WHAT THIS TASK INVOLVES
Copy the items below verbatim, beginning with the line that contains "the white building" and continuing through the line that contains "[31,186,500,482]", both lines included.

RECORDS FOR THE TASK
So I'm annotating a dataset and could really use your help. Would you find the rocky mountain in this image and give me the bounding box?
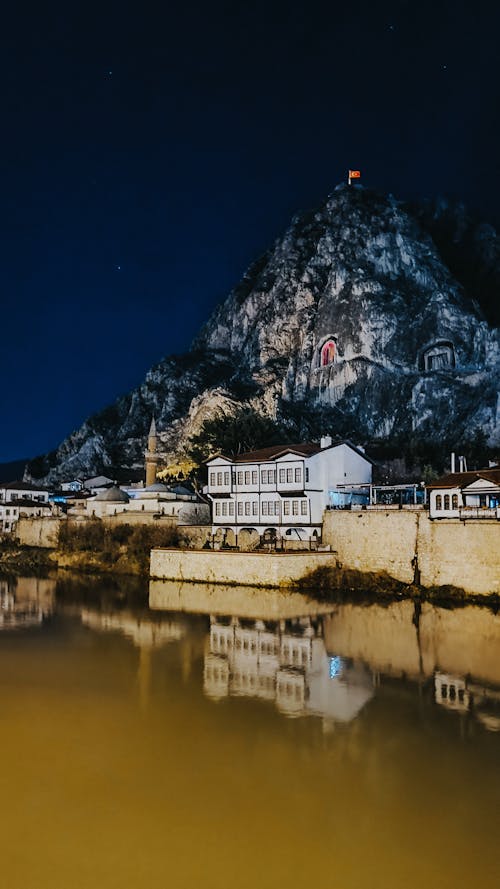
[30,185,500,481]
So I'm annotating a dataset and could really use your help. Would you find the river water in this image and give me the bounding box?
[0,578,500,889]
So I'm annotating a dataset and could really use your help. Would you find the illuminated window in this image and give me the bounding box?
[321,340,336,367]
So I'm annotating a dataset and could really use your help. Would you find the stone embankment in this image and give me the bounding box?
[323,509,500,595]
[151,510,500,597]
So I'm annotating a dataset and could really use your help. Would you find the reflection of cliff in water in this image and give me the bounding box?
[0,577,55,630]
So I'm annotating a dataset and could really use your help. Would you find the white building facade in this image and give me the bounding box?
[427,468,500,520]
[207,437,372,545]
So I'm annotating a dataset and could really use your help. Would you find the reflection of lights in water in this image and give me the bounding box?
[330,657,342,679]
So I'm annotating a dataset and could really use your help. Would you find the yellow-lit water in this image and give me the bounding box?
[0,579,500,889]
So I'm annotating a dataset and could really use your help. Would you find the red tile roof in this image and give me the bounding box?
[426,467,500,490]
[233,441,321,463]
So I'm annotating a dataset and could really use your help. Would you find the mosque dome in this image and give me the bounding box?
[95,485,130,503]
[136,482,175,500]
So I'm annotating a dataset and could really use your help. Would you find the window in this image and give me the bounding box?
[421,342,455,370]
[321,340,335,367]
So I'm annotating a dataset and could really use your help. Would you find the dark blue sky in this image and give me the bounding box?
[0,0,500,460]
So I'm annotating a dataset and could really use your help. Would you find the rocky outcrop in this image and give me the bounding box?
[29,186,500,479]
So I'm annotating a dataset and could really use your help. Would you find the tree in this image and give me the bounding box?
[188,407,290,465]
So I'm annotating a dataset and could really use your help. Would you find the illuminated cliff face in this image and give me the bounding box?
[31,186,500,482]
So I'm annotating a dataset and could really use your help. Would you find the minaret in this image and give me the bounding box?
[144,417,158,488]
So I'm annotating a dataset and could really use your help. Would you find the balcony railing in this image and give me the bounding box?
[460,506,500,520]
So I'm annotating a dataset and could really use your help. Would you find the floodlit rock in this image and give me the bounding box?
[33,186,500,480]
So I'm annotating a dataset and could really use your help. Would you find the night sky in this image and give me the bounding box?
[0,0,500,460]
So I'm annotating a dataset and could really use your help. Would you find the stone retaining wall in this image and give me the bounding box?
[323,510,500,595]
[151,549,332,587]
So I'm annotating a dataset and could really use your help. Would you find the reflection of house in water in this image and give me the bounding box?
[81,608,186,648]
[434,671,500,732]
[204,617,373,722]
[0,577,54,630]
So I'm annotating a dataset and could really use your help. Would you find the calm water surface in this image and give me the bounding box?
[0,578,500,889]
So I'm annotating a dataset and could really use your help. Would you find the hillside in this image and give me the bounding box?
[31,185,500,481]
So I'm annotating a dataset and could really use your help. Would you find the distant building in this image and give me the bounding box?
[0,481,53,534]
[427,468,500,519]
[207,436,372,543]
[0,481,49,503]
[67,418,210,525]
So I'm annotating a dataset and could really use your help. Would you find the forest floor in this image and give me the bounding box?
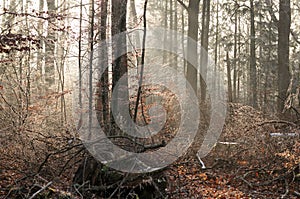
[0,104,300,199]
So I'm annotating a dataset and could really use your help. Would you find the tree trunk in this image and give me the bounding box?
[187,0,200,94]
[250,0,257,108]
[200,0,210,103]
[226,51,232,102]
[278,0,291,114]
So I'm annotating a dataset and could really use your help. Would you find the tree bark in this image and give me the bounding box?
[278,0,291,114]
[250,0,257,108]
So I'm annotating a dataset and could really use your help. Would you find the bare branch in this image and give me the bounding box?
[177,0,188,10]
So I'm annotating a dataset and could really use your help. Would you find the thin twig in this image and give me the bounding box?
[29,181,52,199]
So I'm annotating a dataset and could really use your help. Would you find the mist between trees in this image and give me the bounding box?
[0,0,300,198]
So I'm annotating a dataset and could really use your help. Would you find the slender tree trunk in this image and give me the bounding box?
[200,0,210,103]
[226,51,232,102]
[232,3,238,102]
[278,0,291,113]
[111,0,129,134]
[250,0,257,108]
[187,0,200,94]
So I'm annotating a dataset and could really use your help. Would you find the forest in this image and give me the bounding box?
[0,0,300,199]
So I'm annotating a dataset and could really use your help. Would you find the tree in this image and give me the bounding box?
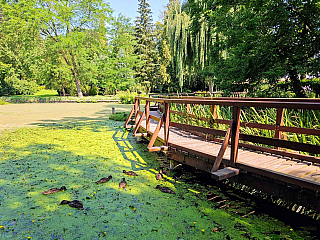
[198,0,320,97]
[0,1,43,94]
[40,0,111,97]
[134,0,160,92]
[106,15,142,93]
[165,0,192,91]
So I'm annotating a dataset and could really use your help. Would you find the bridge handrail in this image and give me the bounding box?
[129,96,320,164]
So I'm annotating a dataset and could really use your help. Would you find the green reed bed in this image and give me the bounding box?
[170,104,320,158]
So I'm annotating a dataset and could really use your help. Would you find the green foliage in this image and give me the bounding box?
[166,0,320,97]
[0,98,8,105]
[134,0,163,93]
[109,112,129,122]
[117,91,138,104]
[301,78,320,97]
[0,70,38,95]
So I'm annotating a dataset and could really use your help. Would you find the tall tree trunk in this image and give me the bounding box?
[288,70,307,98]
[70,50,83,97]
[209,77,213,94]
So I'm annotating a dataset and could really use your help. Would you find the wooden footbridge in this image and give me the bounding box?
[125,96,320,211]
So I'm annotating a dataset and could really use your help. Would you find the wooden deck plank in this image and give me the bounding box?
[141,117,320,190]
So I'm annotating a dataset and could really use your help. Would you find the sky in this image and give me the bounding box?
[105,0,169,22]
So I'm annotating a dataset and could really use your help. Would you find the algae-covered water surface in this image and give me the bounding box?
[0,108,311,239]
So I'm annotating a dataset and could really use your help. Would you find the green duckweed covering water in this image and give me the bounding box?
[0,121,316,239]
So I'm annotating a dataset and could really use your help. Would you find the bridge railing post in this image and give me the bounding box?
[230,106,241,166]
[134,99,140,125]
[163,102,170,146]
[145,101,150,132]
[274,108,286,149]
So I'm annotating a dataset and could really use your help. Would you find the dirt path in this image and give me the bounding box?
[0,103,132,132]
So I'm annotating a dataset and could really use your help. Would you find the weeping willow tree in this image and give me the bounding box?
[187,0,222,92]
[165,0,191,91]
[166,0,221,91]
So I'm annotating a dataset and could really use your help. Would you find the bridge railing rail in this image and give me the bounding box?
[126,96,320,170]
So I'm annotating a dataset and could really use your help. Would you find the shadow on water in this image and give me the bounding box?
[154,155,320,239]
[0,118,319,239]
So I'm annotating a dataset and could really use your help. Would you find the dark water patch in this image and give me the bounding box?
[152,154,320,239]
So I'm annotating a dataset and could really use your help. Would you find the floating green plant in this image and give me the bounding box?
[0,121,316,239]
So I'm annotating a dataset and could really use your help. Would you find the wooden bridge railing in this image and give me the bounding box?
[126,97,320,171]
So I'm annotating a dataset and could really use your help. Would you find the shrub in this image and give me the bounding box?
[109,112,129,122]
[117,91,138,104]
[0,74,38,95]
[0,98,8,105]
[301,78,320,97]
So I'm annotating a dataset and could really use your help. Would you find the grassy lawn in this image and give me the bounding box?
[0,104,311,239]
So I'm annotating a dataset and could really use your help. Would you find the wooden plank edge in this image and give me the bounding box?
[148,146,169,152]
[236,163,320,191]
[211,167,240,181]
[133,133,149,137]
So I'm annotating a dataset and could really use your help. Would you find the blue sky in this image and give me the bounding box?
[105,0,169,22]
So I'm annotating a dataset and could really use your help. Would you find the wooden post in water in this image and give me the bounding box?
[164,103,170,146]
[230,106,241,166]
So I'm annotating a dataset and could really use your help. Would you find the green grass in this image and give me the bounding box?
[0,89,119,103]
[0,120,310,239]
[32,89,59,97]
[109,112,130,122]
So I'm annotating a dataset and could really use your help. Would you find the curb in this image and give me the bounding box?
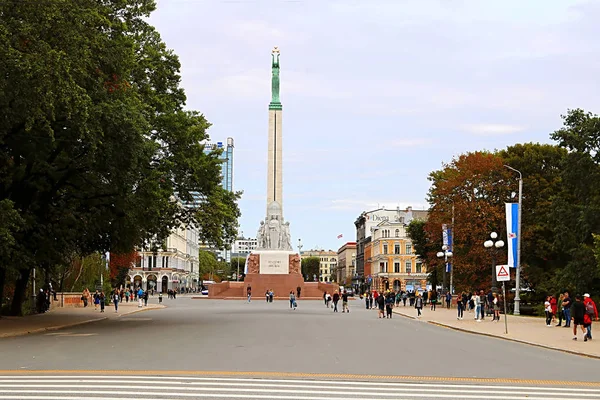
[395,312,600,360]
[0,306,167,339]
[0,317,108,339]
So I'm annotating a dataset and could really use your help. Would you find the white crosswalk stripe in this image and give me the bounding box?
[0,375,600,400]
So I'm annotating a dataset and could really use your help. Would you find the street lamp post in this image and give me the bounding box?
[436,245,453,293]
[505,165,523,315]
[483,232,504,292]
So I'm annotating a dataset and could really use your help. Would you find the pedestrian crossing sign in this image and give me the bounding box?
[496,265,510,282]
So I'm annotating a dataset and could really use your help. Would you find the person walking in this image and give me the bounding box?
[544,296,552,326]
[98,291,106,312]
[556,293,565,326]
[571,295,587,342]
[583,293,598,341]
[333,292,340,312]
[492,293,500,322]
[456,293,465,320]
[342,290,350,312]
[415,292,423,318]
[113,289,121,312]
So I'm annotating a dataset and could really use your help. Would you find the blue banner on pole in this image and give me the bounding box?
[506,203,519,268]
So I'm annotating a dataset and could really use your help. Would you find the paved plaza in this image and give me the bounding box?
[0,297,600,400]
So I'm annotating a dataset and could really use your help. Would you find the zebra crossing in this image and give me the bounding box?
[0,374,600,400]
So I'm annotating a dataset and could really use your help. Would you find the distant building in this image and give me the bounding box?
[354,207,428,286]
[367,221,427,292]
[300,250,337,282]
[127,222,199,293]
[204,137,234,262]
[335,242,356,285]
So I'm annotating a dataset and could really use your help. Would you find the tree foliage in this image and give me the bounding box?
[301,257,321,282]
[0,0,239,314]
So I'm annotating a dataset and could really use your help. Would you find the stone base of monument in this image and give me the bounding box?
[208,250,339,300]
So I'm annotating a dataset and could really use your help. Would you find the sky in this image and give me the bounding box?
[150,0,600,250]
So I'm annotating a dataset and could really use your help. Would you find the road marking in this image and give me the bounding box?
[0,375,600,393]
[0,375,600,400]
[0,369,600,388]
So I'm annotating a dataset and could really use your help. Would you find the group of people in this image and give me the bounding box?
[323,290,350,313]
[544,292,598,342]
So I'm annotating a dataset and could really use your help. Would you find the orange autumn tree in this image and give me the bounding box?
[108,251,138,287]
[424,152,514,292]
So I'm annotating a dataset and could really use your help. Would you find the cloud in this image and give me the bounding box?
[462,124,525,136]
[391,138,433,147]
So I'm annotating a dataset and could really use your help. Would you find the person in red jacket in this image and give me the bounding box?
[583,293,598,341]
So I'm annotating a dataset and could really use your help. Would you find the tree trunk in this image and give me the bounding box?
[0,267,6,316]
[10,268,31,315]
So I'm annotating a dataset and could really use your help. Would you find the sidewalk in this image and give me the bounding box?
[394,306,600,359]
[0,299,165,338]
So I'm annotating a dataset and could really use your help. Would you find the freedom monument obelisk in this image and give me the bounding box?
[208,47,337,299]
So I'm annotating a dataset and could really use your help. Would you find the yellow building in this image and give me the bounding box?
[300,250,337,282]
[367,221,427,291]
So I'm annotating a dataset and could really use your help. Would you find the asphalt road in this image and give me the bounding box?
[0,298,600,399]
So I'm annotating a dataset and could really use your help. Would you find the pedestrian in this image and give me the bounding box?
[583,293,598,341]
[333,292,340,312]
[571,295,587,342]
[94,290,100,311]
[544,296,552,326]
[81,288,90,308]
[342,290,350,312]
[563,291,573,328]
[113,289,121,312]
[375,294,385,318]
[98,291,106,312]
[492,293,500,322]
[385,292,395,318]
[550,295,558,323]
[415,292,423,318]
[556,293,565,326]
[456,293,465,320]
[290,290,296,310]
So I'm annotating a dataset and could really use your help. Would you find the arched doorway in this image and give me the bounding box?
[161,275,169,293]
[133,275,142,290]
[146,275,158,291]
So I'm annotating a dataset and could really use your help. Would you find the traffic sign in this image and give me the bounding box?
[496,265,510,282]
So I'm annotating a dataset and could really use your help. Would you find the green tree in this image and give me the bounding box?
[0,0,240,314]
[301,257,321,282]
[498,143,568,295]
[551,109,600,293]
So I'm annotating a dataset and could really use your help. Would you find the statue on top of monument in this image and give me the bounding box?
[256,201,292,251]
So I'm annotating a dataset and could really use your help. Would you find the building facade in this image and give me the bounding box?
[127,226,199,293]
[335,242,356,285]
[369,221,427,292]
[354,207,427,287]
[300,250,338,282]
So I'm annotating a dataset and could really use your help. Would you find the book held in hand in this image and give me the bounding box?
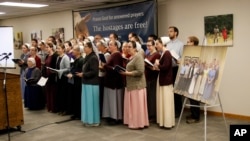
[46,67,63,79]
[12,59,22,64]
[113,65,126,72]
[169,50,180,60]
[99,53,107,63]
[144,58,154,67]
[37,76,48,87]
[23,78,35,84]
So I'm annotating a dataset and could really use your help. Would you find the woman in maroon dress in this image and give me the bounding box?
[145,40,161,121]
[43,43,58,112]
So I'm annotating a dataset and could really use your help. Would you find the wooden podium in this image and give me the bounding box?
[0,73,24,130]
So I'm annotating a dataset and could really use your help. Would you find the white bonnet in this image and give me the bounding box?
[135,42,142,51]
[28,57,36,66]
[161,36,170,46]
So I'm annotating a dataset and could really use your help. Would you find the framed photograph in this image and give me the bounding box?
[174,46,227,104]
[52,28,65,42]
[203,14,233,46]
[30,30,42,42]
[14,32,23,49]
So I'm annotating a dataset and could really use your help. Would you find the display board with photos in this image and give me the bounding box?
[174,46,227,104]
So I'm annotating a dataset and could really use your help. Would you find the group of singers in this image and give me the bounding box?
[18,26,201,129]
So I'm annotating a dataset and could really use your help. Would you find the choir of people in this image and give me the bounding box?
[19,27,211,129]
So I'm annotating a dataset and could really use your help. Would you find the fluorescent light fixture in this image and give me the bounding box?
[0,2,48,8]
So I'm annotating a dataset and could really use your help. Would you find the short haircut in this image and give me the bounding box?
[148,34,158,40]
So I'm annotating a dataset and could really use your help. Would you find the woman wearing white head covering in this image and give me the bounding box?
[18,44,29,98]
[102,40,124,124]
[154,38,175,128]
[24,57,45,110]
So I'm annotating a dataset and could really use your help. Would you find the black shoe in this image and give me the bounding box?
[186,115,192,120]
[186,118,200,124]
[175,114,180,118]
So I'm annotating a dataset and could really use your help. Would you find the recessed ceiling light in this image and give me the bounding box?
[0,2,48,8]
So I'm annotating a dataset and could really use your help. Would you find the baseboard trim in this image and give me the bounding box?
[207,111,250,121]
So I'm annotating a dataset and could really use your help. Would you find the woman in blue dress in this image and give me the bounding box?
[76,41,100,126]
[24,57,45,110]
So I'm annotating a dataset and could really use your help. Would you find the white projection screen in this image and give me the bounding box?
[0,26,15,69]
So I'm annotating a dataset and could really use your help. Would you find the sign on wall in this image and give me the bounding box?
[73,1,156,41]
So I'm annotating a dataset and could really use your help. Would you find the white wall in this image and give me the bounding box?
[0,0,250,116]
[158,0,250,116]
[0,11,73,74]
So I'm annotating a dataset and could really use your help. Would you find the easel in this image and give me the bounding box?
[174,93,229,141]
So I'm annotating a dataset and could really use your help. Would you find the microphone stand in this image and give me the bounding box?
[0,55,10,141]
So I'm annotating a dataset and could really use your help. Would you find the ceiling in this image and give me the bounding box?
[0,0,143,20]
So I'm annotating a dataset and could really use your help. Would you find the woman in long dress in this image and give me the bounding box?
[102,40,124,124]
[96,39,110,117]
[18,44,29,98]
[56,44,70,115]
[44,43,58,113]
[120,41,149,129]
[155,38,175,128]
[145,40,161,121]
[24,57,45,110]
[76,41,100,126]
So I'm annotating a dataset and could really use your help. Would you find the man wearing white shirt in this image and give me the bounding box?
[167,26,184,118]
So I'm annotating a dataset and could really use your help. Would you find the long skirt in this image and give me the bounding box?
[20,71,26,99]
[124,88,149,129]
[81,84,100,124]
[24,85,45,110]
[45,81,58,113]
[147,79,157,118]
[102,87,124,120]
[156,80,175,128]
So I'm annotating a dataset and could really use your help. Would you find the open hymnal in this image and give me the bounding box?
[37,76,48,87]
[99,53,107,63]
[113,65,126,72]
[144,58,154,67]
[169,50,180,60]
[23,78,35,83]
[46,67,63,78]
[12,59,22,64]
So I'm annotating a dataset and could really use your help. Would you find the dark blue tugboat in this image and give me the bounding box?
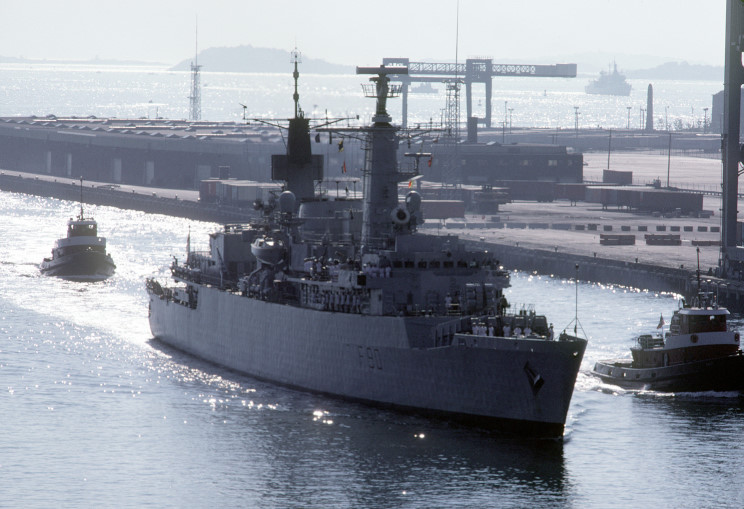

THE OUTPUT
So I'm annotating a dataset and could really use your help. Would you find the white building facade in this image and give me the bounding box?
[427,468,500,520]
[207,437,372,545]
So I'm annotating a dataset and could really use your help. Would you find the reflection of lights in water in this image and give me the bounding box?
[330,657,342,679]
So I'm annotating a dataset and could really use your help. Would you find the yellow-lit water in this image and give me the bounding box?
[0,579,500,889]
So I'm annotating a dataset and could really use your help. Would you find the red tile roof in this image and give me the bounding box?
[426,467,500,490]
[233,441,321,463]
So I'm annotating a dataset and could really use your help. Would you find the mosque dome in this image and give me the bounding box?
[95,485,130,503]
[136,482,175,500]
So I'm annotating a dataset and could really use your help. Would you find the window in this image and give me the bounding box?
[421,342,455,370]
[321,340,335,367]
So I'm annotating a dataset and could really use your help. Would you find the dark blue sky in this image and give me the bounding box?
[0,0,500,460]
So I'm annotating a dataset and could really use your help. Would you find the rocky outcrop in this image and give me the bounding box?
[29,186,500,479]
So I'm annotating a dataset and could really use your help. Would you find the tree in this image and give me the bounding box?
[188,407,290,465]
So I'm annotating a dataset and could really use your help. Would you find the illuminated cliff face in this image and give me the bounding box?
[31,186,500,482]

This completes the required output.